■ **WHAT IS REQUIRED**
Copy out nothing but the line containing "Each instance of the narrow" and the lines that follow it to the end of the entries, exactly as they stand.
*** Opening ENTRIES SHOWN ***
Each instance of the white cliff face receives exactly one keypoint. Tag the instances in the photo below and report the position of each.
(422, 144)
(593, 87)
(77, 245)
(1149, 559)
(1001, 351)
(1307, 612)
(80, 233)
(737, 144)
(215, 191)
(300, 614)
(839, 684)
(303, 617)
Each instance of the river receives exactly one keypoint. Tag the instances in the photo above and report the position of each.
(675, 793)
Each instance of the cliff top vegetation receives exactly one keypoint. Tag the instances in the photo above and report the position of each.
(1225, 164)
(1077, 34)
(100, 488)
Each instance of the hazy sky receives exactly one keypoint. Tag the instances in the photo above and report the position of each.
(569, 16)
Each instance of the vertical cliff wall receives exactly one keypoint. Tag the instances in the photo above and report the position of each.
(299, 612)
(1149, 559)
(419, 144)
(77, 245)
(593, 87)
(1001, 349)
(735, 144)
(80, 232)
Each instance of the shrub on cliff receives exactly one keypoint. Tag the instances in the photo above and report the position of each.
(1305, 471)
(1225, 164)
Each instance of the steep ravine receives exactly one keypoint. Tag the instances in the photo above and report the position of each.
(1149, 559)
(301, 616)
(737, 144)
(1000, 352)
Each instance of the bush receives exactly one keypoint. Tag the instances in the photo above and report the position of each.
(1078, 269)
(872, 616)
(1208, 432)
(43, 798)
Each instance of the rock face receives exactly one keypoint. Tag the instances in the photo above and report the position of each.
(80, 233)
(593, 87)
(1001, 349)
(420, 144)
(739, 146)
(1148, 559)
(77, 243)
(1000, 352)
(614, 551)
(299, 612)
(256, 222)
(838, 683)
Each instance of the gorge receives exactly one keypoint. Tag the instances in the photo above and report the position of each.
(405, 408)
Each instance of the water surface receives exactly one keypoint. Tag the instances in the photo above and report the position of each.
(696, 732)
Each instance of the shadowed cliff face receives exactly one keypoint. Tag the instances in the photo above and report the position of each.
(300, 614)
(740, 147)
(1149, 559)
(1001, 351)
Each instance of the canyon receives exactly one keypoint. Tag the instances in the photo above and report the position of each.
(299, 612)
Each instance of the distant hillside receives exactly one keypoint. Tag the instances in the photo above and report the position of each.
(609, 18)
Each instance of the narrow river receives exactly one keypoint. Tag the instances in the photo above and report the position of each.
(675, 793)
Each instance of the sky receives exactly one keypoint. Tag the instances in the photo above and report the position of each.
*** Closing ENTRIES SHOWN ***
■ **THE ANSWER**
Each instance of the narrow river receives exactly one keypoint. Tag the instances in the photo above and report the position of each.
(675, 793)
Each instance of the sky receives exactly one keypoint. Tag the instances in the photo above and report the position of each.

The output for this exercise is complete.